▶ _Work task A_
According to the posts about Arthur Andersen, roughly what share of Andersen's business is audit work?
▶ _Work task B_
Print the section of the Arthur Andersen posts from "All of the big" up to and including "WFL teams etc.".

▶ _Text for analysis_
Have you ever heard of "company culture" and "institutional memory?" The other offices may not be just like Houston. But it could be reasonably expected that making liberal interpretations of standards, shredding documents, etc. are okay--it is the AA way.
An acquiring firm gets the accounts (profitable), the employees, the lawsuits and liabilities. As it is now, when engagement contracts with clients come up for renewal, some AA clients are dumping them. If Ernst & Young were to acquire AA, EY's existing clients might look at them differently. That is why they are a problem--lawsuits, iability and image.
Only about half of Andersen's business is audit business as I recall. Many of the firm's divisions work in different fields like Consulting, Collection, Tax Policy Analysis etc.
I am simply amazed that many posters here think there is any difference between big accounting firms. Some how A. Andersen is a big bad Dirty Finacial Firm and punishment and blame are going to make them feel better about the world.
All of the big corporations such as Enron have their creative accounting schemes and it is only good management, not auditors, that keep it in check. Auditors are only able to look for purely cooked-books like the Pharmor Pharmacy chain a decade ago when the head guy was stealing the money of his own firm to buy WFL teams etc.
Andersen is just a media and congress-critter fall guy.

▶ _Data provided_

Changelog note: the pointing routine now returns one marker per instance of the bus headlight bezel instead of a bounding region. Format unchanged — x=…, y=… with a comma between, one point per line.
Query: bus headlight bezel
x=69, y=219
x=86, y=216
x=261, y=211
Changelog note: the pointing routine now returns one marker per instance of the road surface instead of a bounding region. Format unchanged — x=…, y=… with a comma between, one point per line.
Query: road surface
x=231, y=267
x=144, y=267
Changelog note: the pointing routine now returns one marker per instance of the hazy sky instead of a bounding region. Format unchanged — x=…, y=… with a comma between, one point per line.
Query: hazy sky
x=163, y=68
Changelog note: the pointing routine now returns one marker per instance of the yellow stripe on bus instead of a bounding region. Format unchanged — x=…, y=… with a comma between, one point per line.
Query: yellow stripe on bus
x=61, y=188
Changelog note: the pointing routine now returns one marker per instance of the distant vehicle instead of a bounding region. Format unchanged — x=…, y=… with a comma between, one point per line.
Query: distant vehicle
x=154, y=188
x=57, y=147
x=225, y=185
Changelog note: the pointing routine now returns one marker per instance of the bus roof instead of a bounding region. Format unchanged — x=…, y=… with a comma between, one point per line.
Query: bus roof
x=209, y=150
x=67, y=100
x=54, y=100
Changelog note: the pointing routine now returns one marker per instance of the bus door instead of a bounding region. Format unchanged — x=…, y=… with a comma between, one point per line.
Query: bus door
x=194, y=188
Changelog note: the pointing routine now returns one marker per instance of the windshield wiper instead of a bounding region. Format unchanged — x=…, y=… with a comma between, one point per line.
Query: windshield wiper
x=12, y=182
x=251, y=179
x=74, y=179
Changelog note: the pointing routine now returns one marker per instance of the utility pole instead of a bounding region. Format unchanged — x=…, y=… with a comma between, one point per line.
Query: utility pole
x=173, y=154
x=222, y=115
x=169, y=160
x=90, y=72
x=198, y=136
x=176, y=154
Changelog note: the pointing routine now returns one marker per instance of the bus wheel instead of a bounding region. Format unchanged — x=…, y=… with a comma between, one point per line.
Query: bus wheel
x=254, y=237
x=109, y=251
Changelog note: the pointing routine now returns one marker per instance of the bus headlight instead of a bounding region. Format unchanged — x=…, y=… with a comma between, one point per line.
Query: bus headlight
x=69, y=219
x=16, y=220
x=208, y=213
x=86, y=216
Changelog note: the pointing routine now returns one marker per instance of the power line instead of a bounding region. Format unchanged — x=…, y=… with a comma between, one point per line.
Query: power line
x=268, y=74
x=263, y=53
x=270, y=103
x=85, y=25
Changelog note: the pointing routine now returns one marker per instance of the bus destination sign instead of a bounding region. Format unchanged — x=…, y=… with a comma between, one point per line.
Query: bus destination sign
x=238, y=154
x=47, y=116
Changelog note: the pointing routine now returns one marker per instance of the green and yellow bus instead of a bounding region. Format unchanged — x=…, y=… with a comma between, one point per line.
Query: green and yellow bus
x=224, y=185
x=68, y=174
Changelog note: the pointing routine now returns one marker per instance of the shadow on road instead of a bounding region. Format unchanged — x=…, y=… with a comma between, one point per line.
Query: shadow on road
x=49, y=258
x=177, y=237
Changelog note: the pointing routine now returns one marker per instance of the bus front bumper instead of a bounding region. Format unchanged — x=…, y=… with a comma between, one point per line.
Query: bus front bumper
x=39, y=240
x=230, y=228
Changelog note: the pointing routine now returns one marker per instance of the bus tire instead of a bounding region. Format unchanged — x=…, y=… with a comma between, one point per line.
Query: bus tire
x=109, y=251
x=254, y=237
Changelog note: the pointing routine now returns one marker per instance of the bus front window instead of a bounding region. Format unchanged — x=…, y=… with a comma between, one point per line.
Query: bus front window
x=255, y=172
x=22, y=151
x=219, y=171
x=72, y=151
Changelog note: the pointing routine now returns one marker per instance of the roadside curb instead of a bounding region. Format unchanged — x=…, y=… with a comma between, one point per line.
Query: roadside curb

▶ _Response A_
About half.

▶ _Response B_
All of the big corporations such as Enron have their creative accounting schemes and it is only good management, not auditors, that keep it in check. Auditors are only able to look for purely cooked-books like the Pharmor Pharmacy chain a decade ago when the head guy was stealing the money of his own firm to buy WFL teams etc.